=== Section Start ===

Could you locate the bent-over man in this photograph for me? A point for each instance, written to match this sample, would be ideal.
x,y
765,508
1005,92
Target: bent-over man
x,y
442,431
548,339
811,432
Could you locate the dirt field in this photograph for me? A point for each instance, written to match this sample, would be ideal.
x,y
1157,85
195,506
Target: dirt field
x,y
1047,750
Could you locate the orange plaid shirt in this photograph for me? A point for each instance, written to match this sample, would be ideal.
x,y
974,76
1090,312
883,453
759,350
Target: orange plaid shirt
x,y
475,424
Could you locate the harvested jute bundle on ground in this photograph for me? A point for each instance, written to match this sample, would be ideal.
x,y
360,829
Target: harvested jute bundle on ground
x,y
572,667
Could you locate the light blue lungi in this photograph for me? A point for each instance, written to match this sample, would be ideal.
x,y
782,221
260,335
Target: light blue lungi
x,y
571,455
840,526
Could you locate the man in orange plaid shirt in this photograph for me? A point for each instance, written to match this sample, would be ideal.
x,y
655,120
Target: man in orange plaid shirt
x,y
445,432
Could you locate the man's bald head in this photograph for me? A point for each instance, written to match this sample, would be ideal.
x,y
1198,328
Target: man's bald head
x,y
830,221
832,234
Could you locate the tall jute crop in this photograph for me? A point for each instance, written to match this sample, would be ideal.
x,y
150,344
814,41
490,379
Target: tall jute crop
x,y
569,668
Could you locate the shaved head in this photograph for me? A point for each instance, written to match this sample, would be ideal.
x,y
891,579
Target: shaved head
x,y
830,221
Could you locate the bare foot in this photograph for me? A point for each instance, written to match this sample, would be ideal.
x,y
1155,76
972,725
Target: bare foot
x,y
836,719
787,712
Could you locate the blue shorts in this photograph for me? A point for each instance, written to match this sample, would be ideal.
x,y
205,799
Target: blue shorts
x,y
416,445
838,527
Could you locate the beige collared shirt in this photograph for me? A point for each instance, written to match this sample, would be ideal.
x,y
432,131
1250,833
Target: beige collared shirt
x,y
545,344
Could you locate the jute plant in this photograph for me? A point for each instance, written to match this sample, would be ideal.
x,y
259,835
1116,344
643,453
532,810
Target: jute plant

=== Section End ===

### What the task requires
Check each line of the listing above, and copy it if it contains the word "plant".

### Exercise answer
Could you locate the jute plant in this photograph for me? A point for each instance, written to match this sample, would be ideal.
Target: jute plant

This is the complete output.